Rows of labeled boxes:

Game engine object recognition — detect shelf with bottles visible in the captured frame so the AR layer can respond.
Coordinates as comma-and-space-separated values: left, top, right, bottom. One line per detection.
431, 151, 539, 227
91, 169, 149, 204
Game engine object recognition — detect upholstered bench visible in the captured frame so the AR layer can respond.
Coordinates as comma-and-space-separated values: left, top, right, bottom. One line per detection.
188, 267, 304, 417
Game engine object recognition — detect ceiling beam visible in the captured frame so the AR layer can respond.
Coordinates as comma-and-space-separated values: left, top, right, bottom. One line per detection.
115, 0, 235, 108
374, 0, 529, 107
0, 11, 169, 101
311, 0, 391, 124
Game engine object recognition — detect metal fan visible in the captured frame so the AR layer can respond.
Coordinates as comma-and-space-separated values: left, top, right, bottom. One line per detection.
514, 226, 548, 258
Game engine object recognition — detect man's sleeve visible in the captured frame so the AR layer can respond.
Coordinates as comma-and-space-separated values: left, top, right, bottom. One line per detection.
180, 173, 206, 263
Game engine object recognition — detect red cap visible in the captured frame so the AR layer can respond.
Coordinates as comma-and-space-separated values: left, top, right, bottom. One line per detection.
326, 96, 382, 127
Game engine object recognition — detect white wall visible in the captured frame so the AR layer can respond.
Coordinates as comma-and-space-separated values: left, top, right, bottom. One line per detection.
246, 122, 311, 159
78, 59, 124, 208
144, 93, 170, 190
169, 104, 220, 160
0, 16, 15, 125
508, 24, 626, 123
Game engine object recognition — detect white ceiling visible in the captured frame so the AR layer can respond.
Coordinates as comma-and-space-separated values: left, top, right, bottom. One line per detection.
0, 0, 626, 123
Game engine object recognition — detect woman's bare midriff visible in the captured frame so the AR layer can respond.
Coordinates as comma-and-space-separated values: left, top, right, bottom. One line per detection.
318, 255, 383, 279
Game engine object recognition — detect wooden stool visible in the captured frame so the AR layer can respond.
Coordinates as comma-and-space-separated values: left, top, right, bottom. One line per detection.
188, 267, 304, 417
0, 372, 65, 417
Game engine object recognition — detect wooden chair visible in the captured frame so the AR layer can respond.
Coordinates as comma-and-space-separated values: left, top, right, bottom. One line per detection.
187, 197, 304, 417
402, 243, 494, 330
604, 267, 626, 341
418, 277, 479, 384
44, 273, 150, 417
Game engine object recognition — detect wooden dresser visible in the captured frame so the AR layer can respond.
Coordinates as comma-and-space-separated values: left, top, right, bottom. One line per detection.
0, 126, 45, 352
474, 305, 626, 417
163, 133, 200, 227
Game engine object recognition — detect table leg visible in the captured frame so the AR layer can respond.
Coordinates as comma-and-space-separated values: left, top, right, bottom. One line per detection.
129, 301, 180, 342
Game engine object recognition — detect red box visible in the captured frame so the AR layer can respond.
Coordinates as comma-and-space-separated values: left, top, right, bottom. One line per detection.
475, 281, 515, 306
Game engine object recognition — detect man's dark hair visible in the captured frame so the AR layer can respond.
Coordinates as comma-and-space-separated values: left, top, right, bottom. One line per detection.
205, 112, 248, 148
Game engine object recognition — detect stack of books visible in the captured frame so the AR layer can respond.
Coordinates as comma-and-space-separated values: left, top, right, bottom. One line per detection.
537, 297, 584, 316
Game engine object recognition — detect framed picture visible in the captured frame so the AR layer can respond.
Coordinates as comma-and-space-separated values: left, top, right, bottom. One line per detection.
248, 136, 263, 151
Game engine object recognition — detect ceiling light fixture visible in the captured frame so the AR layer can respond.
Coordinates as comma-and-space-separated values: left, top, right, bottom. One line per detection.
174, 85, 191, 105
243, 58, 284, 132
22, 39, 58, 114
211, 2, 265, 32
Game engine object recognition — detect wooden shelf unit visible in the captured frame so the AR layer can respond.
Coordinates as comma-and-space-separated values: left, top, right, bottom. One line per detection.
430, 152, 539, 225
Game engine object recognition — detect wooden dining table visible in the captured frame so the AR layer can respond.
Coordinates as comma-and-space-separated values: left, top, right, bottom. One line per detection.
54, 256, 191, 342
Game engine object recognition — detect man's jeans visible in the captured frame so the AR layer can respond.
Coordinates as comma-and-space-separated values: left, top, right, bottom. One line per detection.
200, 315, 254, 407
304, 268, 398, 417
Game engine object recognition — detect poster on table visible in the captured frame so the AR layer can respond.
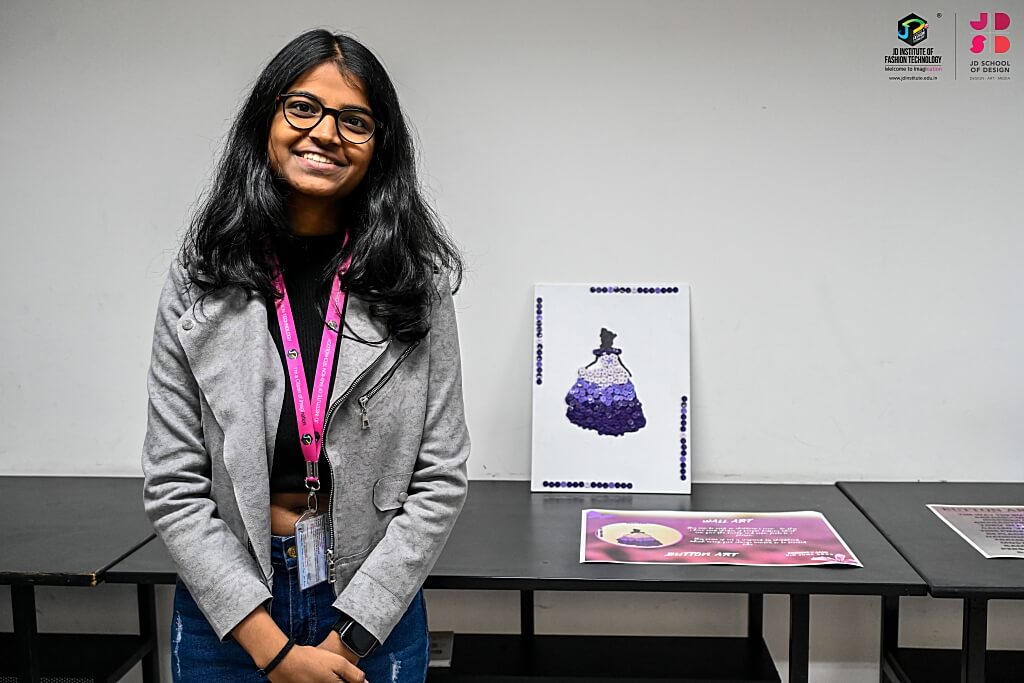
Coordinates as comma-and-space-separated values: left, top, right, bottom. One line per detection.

- _EXERCISE TASK_
Turn every one of the rows above into a JSON list of strings, with one string for each line and no blank lines. Omit the pictures.

- _FINISHED ANSWER_
[
  "Game engine object recognition — detect shelf with bottles visible in the captured frame so the AR layer can respond.",
  "Coordinates as comma-and-space-separated values: left, top, right, bottom. One line per detection.",
  "431, 151, 539, 227",
  "91, 169, 149, 204",
  "Game engine object recognition — detect upholstered bench visible in the captured frame so the AR layer can respond.",
  "Coordinates as comma-and-space-separated values: left, top, right, bottom. One line per detection.",
  "188, 267, 304, 417",
  "Game engine object recognition — detect ceiling beam visible in the captured frame so the AR layer can respond.",
  "Coordinates as comma-and-space-separated values: left, top, right, bottom. One line per detection.",
  "115, 0, 235, 108",
  "374, 0, 529, 107",
  "0, 11, 169, 101",
  "311, 0, 391, 124",
  "Game engine object recognition — detect metal fan visible in the captured frame so the AR layer can respond.",
  "Coordinates as comma-and-space-separated values: left, top, right, bottom. One line per detection.",
  "514, 226, 548, 258",
  "Game engine object recognition — detect man's sleeve visible in the captured frame so the AR layer can respond.",
  "Coordinates as comma-and-space-separated values: left, top, right, bottom. One line per detection.",
  "180, 173, 206, 263",
  "Game engine object recognition — detect red cap visible in the captured frame so the AR layer can respond.",
  "Coordinates as comma-and-space-separated values: left, top, right, bottom. One line per detection.",
  "326, 96, 382, 127",
  "Game engine object recognition — detect white wall visible in the captured frame so the AR layer can respond.",
  "Coordinates as comma-and-space-separated values: left, top, right, bottom. One line per detection.",
  "246, 122, 311, 159",
  "78, 59, 124, 208",
  "144, 93, 170, 190",
  "169, 104, 220, 160",
  "0, 16, 15, 125",
  "508, 24, 626, 123",
  "Game engine object recognition — detect white ceiling visible in the captured frame so the AR layer can respond.",
  "Coordinates as comma-and-space-separated values: left, top, right, bottom. One line per detection.",
  "0, 0, 626, 123",
  "Game engine object recognition — detect woman's bare midriff visible in the captured frame so the AR layer can respond.",
  "Coordinates as comma-and-space-separated values: left, top, right, bottom. One line per detection.",
  "318, 255, 383, 279",
  "Game engine object recognition — detect wooden stool visible in the captured frame so the AR layer can respond.",
  "Coordinates as comma-and-space-separated values: left, top, right, bottom. One line per detection.",
  "188, 267, 304, 417",
  "0, 372, 65, 417",
  "Game engine object recognition — detect wooden chair visible in the captured frame so the AR layer can respond.",
  "Coordinates as comma-and-space-separated values: left, top, right, bottom. One line per detection.",
  "187, 197, 304, 417",
  "402, 243, 494, 330",
  "604, 267, 626, 341",
  "418, 277, 479, 384",
  "44, 273, 150, 417",
  "Game engine object recognition — detect wooden dresser visible in the captured frame so the AR layer can respond.",
  "Coordinates as comma-and-space-separated values: left, top, right, bottom. One line per detection.",
  "0, 126, 45, 352",
  "474, 305, 626, 417",
  "163, 133, 200, 227",
  "Game engine object recognition — detect table leg visible in the captured frame so the AR layer can respond.",
  "Coordinates as comma-and-space-separated values: left, top, right, bottom. One line per detection.",
  "129, 301, 180, 342",
  "Game engine object recognition — detect red box visible in the captured frame so the AR layer can respond.",
  "Coordinates as comma-and-space-separated values: left, top, right, bottom. One line per detection.",
  "475, 281, 515, 306",
  "Game engine object recognition — detect man's dark hair visible in the captured frame so the AR layer can respond.",
  "Coordinates as comma-and-space-separated values: left, top, right, bottom. One line per detection.",
  "205, 112, 248, 148",
  "Game engine object recognition — detect stack of books visible in the captured frame so the AR layer can respond.",
  "Coordinates as comma-and-space-separated values: left, top, right, bottom. One line per detection.",
  "537, 297, 584, 316",
  "Game engine object recognition — detect framed picture visible in the captured frame so the AR layer can respond.",
  "Coordinates as comma-and-space-separated values: left, top, right, bottom. One line per detection.",
  "248, 136, 263, 151",
  "Game engine object recognition — detect ceiling light fixture visible in the captured frame so the AR layer can respond.",
  "Coordinates as comma-and-space-separated values: left, top, right, bottom. One line per detection.",
  "174, 85, 191, 105",
  "243, 58, 284, 132",
  "22, 39, 58, 114",
  "211, 2, 265, 32",
  "Game engine object recognition — detect wooden shelf unit visible in the captured frame so the AR layer can respond.",
  "Coordinates as comma-and-space-separated values: left, top, right, bottom. One line per detection.",
  "430, 152, 539, 225",
  "Game engine object recognition — detect wooden dining table visible in the captured frame so the AR layer can respond.",
  "Coordinates as comma-and-space-separated values: left, top, right, bottom. One line per detection.",
  "54, 256, 191, 342",
  "Game engine object recognition — detect man's jeans visible in the captured frame so the AR layer can respond.",
  "Coordinates as comma-and-space-separated values: left, top, right, bottom. One line per detection.",
  "200, 315, 254, 407",
  "304, 268, 398, 417",
  "Game engine object recognition — detect poster on table visible in the captured frame so the AR layer can respond.",
  "Coordinates as comma-and-space-separated values: left, top, right, bottom. One line per detection."
]